··· Text shown ···

Francis Arsène grew up in a little village in Sarthe, the eighth child in a family of fifteen brothers and sisters. After obtaining his primary school certificate, a desire to work outdoors, and more specifically up high, set him on course for a career as a roofer and zinc worker. After his apprenticeship, he decided to follow his older brothers to the capital. In Paris, he was recruited by the company owned by Henri Charlent, known in particular for his Traité de Couverture (Treatise on Roofing), published in 1988. In 1981, he established his own business, Couverture GF, and went on to spend the next 35 years “traipsing” around the Parisian roofs he was renovating while training future roofers. In 1998, he set up Atelier Arzinc, removing old zinc from rooftops and recycling it into original creations that he incorporated harmoniously into Parisian gardens and interiors (tables, benches, chairs, ponds, water walls, window boxes, etc.). The L’Art du Jardin exhibition opened its doors to him and he discovered a world of enthusiasts there, providing it with his knowhow and technical expertise in a material that he knew like the back of his hand: zinc, which has the virtue of being highly resistant to weathering over the long term. Taking an approach to recycling that was innovative at the time, he succeeded in staying at the forefront of a school of thought on reuse that has now become indispensable. For several years now, he has been lending his assistance to a team of young architects fascinated by materials, who evolve day by day, drawing on the wealth of knowledge he communicates to them.
Thomas Marcel is a young architect with a degree from the Paris-La Villette National Higher School of Architecture (ENSA). After completing his studies, he spent two years honing his skills at the Atelier Parisien d’Urbanisme. As he had always been attracted to the world of crafts, he decided to change careers, teaching himself by working with matter in all its forms and using everything from wood to metal to create a range of furniture, architectural and design objects. He joined Atelier Arzinc in 2022, and is kept busy there fine-tuning his artisanal knowhow and creating unique pieces. Taking a resolutely creative approach, he wants to specialise in the design of objects, mastering his creative process from conception to completion.
Arthur Navecth grew up in Charente and studied architecture at the Paris-La Villette National Higher School of Architecture (ENSA), graduating as a State-certified architect in 2020. With a longstanding attraction to manual work, woodwork in particular (inherited from his carpenter father), he joined Atelier Arzinc at the end of his studies and trained as a zinc worker. Since then, he has mainly been active as a craftsman, oscillating been different materials depending on the nature of the project in hand: wood, steel and zinc in particular. His training as an architect also enables him to act as draughtsman and designer in interior layout projects. In addition to his professional activities, he’s an ardent music lover; he plays the saxophone in his spare time and has also been a member of a choir since 2014: the Chœur d’Hommes de la Villette, an association formed during his student days at Paris-La Villette ENSA. The contact with the world of landscape provided by his activities at Arzinc is still a joyful discovery today for a long-time balcony gardener.

··· Given information ···

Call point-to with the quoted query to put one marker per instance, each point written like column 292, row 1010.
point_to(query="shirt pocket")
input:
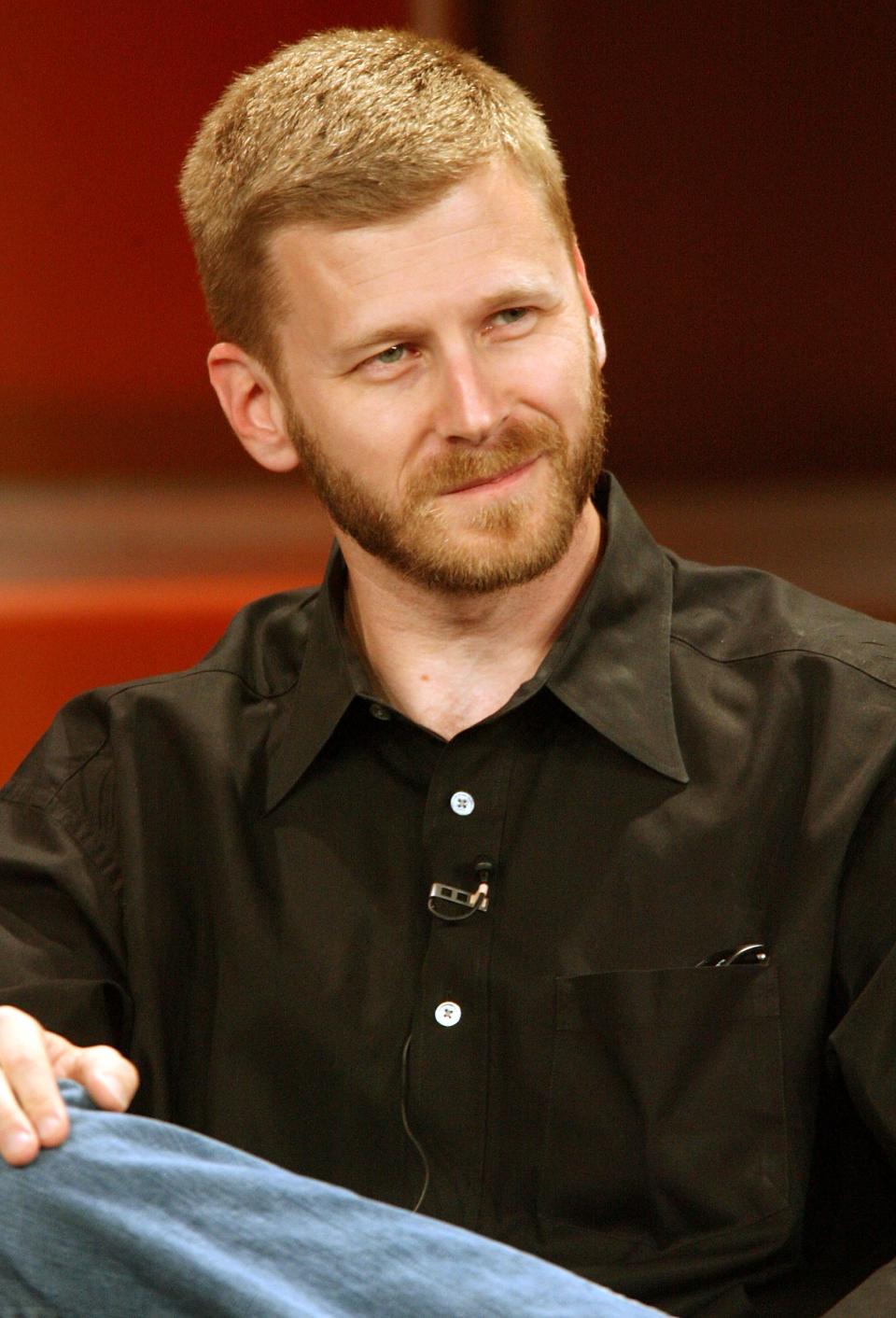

···

- [Stated exercise 1]: Check each statement against the Atelier Arzinc profiles: (a) Francis Arsène set up Atelier Arzinc in 1998; (b) Thomas Marcel joined Atelier Arzinc in 2020; (c) Arthur Navecth plays the saxophone. Answer yes or no for each, quoting the words of the profiles that decide it.
- [Stated exercise 2]: Carry the Atelier Arzinc profiles on from their final sentence.

- [Output 1]:
(a) Yes: "In 1998, he set up Atelier Arzinc"
(b) No: "He joined Atelier Arzinc in 2022"
(c) Yes: "he plays the saxophone in his spare time"

- [Output 2]:
After obtaining a Scientific Baccalaureate, Duncan Sidibé went on to take a double degree in architecture and engineering at the Paris-La Villette National Higher School of Architecture (ENSA) and the City of Paris Engineering School (EIVP). He carried out several placements over the course of his studies, including in repurposing in architecture at the Bellastock agency and in compressed-earth brick construction at Élémenterre in Senegal. For his End-of-Studies Project, he presented a plan to rehabilitate Dakar’s former international airport as a new neighbourhood combining housing, activities and agriculture in the city centre. An avid traveller, he makes a habit of visiting countries around the world in discovery of new landscapes and cultures, which he captures with the help of his talent in the field of film photography. He joined Atelier Arzinc in September 2021 and works there as craftsman/architect.
Camille Villemin is an architect qualified to manage projects in his own name (HMONP) with a degree from the Paris-La Villette National Higher School of Architecture (ENSA). In parallel with his architectural studies, he took a course in structural engineering at the Special School of Public Works, Building and Industry (ESTP). In 2014, during a year spent abroad on a Master’s degree course at the Bergen School of Architecture in Norway, he became interested in the world of crafts and shaping materials and taught himself how to use the tools in the carpentry workshop. Upon his return to France, he joined Paris-La Villette ENSA’s modelling workshop as assistant workshop manager, continuing in the post until he obtained his HMONP qualification in 2019. Alongside his studies, he continued his apprenticeship as a carpenter, training at the Decking & Décors carpentry firm in Var, where he was a computer-controlled CNC machine operator. During a placement as a worker at Couverture GF, he met Francis Arsène, who showed him the rudiments of the roofer-zinc worker’s profession via full renovation of the roofing of a building in rue Daguerre in Paris. Francis Arsène went on to open the doors of his Arzinc workshop to him, where he learned the techniques required for shaping zinc sheets and creating furniture inspired by the ornamental aesthetic of the Rooftops of Paris. Since 2020, he has been managing Atelier Arzinc projects, assisted by a team of fellow architects/craftspeople driven by a common determination to unify the design and realisation of their projects through craftsmanship.
Alexandre Wellers is a State-certified architect with a degree from Paris-Malaquais National Higher School of Architecture (ENSA) and a freelance craftsman. As an interdisciplinary practitioner of the architect’s profession, he works on his own behalf on eclectic projects combining architecture, object design and craftsmanship. He discovered the complexity and breadth of multidisciplinary practice at the FAAR Architecture agency, working on architecture, landscape and naval architecture projects. From design to worksite monitoring of architectural projects for private individuals, he has also worked at Atelier Arzinc since 2021, on conception and workshop manufacture of various custom-made items of furniture connected with the worlds of gardens and interior design. In parallel with his professional activities, he belongs to the Chœur d’Hommes de la Villette musical association’s group of amateur singers. He was a member of the team that designed and created the CHŒUR: le son dans l’espace spatial and acoustic exhibition held at Paris-la-Villette ENSA in 2019.